◆ GOAL
Swap every "Objective" in the material below for "Goal", and give all of the material again with nothing else changed.

◆ AVAILABLE RECORDS
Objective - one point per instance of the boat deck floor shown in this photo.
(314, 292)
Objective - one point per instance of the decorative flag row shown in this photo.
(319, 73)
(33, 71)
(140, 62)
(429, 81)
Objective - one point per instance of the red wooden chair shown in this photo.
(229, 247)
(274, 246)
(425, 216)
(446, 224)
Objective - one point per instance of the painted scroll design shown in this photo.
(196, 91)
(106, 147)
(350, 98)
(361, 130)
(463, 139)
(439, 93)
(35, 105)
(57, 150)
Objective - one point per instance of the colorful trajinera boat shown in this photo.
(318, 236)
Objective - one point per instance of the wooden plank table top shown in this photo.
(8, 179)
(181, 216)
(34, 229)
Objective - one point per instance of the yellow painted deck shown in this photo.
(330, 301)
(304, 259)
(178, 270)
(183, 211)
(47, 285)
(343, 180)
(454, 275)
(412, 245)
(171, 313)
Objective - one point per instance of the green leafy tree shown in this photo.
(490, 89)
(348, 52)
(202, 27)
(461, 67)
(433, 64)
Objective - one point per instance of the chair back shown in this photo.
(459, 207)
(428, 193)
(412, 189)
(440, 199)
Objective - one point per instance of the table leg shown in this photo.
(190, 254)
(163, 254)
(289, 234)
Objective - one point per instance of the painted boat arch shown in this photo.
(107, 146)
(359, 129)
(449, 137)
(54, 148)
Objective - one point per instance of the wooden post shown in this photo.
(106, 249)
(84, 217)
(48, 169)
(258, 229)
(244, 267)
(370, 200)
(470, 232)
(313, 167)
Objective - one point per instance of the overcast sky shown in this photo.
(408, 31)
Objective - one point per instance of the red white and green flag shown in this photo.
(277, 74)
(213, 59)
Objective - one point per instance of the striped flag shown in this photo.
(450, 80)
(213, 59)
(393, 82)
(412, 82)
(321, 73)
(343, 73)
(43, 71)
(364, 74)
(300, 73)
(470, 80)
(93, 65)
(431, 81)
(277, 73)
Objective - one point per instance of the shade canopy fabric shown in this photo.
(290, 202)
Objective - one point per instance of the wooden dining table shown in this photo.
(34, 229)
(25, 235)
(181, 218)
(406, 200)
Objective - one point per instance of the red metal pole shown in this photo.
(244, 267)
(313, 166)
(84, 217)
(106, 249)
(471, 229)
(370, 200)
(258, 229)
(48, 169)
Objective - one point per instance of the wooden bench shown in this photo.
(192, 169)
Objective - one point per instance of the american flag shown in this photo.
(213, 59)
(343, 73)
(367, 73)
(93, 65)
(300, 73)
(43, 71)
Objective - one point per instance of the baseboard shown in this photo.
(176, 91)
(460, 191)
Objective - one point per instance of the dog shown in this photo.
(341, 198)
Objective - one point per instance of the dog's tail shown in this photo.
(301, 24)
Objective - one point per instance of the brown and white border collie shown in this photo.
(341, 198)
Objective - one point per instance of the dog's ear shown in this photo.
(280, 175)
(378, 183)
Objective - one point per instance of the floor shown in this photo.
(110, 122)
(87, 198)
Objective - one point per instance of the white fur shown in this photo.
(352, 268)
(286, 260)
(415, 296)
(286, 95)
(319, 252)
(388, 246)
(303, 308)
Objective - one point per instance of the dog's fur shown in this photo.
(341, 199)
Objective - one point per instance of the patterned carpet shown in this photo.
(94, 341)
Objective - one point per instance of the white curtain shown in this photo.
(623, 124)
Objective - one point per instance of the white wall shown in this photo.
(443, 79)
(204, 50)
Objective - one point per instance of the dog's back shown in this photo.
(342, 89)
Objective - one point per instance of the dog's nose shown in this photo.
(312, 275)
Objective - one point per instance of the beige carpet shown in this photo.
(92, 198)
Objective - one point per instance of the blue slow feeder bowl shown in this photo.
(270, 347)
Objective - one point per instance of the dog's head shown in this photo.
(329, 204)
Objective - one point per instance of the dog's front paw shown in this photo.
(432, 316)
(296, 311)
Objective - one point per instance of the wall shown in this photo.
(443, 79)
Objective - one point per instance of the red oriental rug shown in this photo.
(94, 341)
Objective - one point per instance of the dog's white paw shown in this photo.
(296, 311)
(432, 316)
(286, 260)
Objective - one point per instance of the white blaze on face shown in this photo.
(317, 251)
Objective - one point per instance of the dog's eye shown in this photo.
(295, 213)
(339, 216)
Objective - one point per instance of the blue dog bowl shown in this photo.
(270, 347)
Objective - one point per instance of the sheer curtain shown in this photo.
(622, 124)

◆ FINAL RESULT
Goal - one point per instance of the boat deck floor shown in this photo.
(314, 292)
Goal - one point per instance of the decorative flag row shown in this photo.
(319, 73)
(33, 71)
(140, 62)
(429, 81)
Goal - one point per instance of the red wooden chair shown in this photo.
(229, 247)
(274, 246)
(425, 216)
(446, 224)
Goal - one point per instance of the painted scroll design shown in this photo.
(196, 91)
(106, 147)
(350, 98)
(361, 130)
(463, 139)
(439, 93)
(35, 105)
(57, 150)
Goal - one point per instance of the colorful trajinera boat shown in this photo.
(318, 236)
Goal - one point per instance of the wooden plank table top shown in this photo.
(8, 179)
(181, 216)
(34, 229)
Goal - one point per instance of the yellow painted deck shown in this photo.
(330, 301)
(304, 259)
(178, 270)
(183, 211)
(47, 285)
(343, 180)
(454, 275)
(412, 245)
(171, 313)
Goal - one point per instance of the green leafy tree shown in this photo.
(490, 89)
(348, 52)
(202, 27)
(461, 67)
(433, 64)
Goal - one point per instance of the chair back shown in this photo.
(459, 207)
(428, 193)
(412, 189)
(440, 199)
Goal - one point per instance of the table leg shown in this photo.
(190, 254)
(163, 254)
(289, 234)
Goal - one point per instance of the painted boat arch shown in this photo.
(107, 146)
(359, 129)
(449, 137)
(54, 148)
Goal - one point per instance of the wooden post shown in this photo.
(106, 249)
(84, 217)
(48, 169)
(258, 229)
(244, 267)
(370, 200)
(470, 232)
(313, 167)
Goal - one point per instance of the overcast sky shown in this photo.
(408, 31)
Goal - one point per instance of the red white and green flag shown in this photo.
(277, 74)
(213, 59)
Goal - one point per instance of the striped flag shown in this photo.
(450, 80)
(213, 59)
(393, 82)
(412, 82)
(321, 73)
(343, 73)
(43, 71)
(364, 74)
(300, 73)
(470, 80)
(93, 65)
(431, 81)
(277, 73)
Goal - one point per instance of the shade canopy fabric shown in this photo.
(290, 202)
Goal - one point per instance of the wooden dining table shown in this photo.
(34, 229)
(25, 235)
(181, 218)
(406, 200)
Goal - one point per instance of the red metal pole shown in this photo.
(244, 267)
(313, 166)
(84, 217)
(106, 249)
(471, 229)
(370, 200)
(258, 229)
(48, 169)
Goal - one point per instance of the wooden bench shown in this photo.
(192, 169)
Goal - one point per instance of the american flag shown in this photo.
(213, 59)
(343, 73)
(367, 73)
(93, 65)
(300, 73)
(43, 71)
Goal - one point per instance of the baseboard shown in this photo.
(176, 91)
(460, 191)
Goal - one point per instance of the dog shown in this photo.
(341, 198)
Goal - one point per instance of the dog's tail shown in this photo.
(301, 24)
Goal - one point per instance of the brown and white border collie shown in this photo.
(341, 198)
Goal - one point per instance of the dog's ear shown in this photo.
(280, 175)
(378, 183)
Goal - one point per instance of the floor shown in this photo.
(110, 122)
(87, 198)
Goal - one point per instance of the white fur shown in this photo.
(352, 268)
(286, 260)
(415, 296)
(286, 95)
(319, 252)
(388, 246)
(303, 308)
Goal - one point per instance of the dog's fur shown in this photo.
(341, 199)
Goal - one point per instance of the patterned carpet shown in this photo.
(94, 341)
Goal - one point per instance of the white curtain shown in this photo.
(623, 124)
Goal - one point per instance of the white wall shown in this photo.
(443, 79)
(204, 50)
Goal - one point per instance of the dog's back shown in this photo.
(342, 89)
Goal - one point per instance of the dog's nose shown in this photo.
(312, 275)
Goal - one point per instance of the beige carpet shown in this photo.
(92, 198)
Goal - one point per instance of the blue slow feeder bowl shown in this photo.
(270, 347)
Goal - one point per instance of the dog's head shown in this photo.
(329, 204)
Goal - one point per instance of the dog's front paw shown in this photo.
(432, 316)
(296, 311)
Goal - one point per instance of the wall shown in this photo.
(443, 79)
Goal - one point per instance of the red oriental rug shown in this photo.
(94, 341)
Goal - one point per instance of the dog's white paw shown in this photo.
(296, 311)
(432, 316)
(286, 260)
Goal - one point per instance of the white blaze on face shown in this photo.
(317, 251)
Goal - one point per instance of the dog's eye shown in this photo.
(295, 213)
(339, 216)
Goal - one point per instance of the blue dog bowl shown in this photo.
(270, 347)
Goal - one point per instance of the sheer curtain shown in this photo.
(622, 124)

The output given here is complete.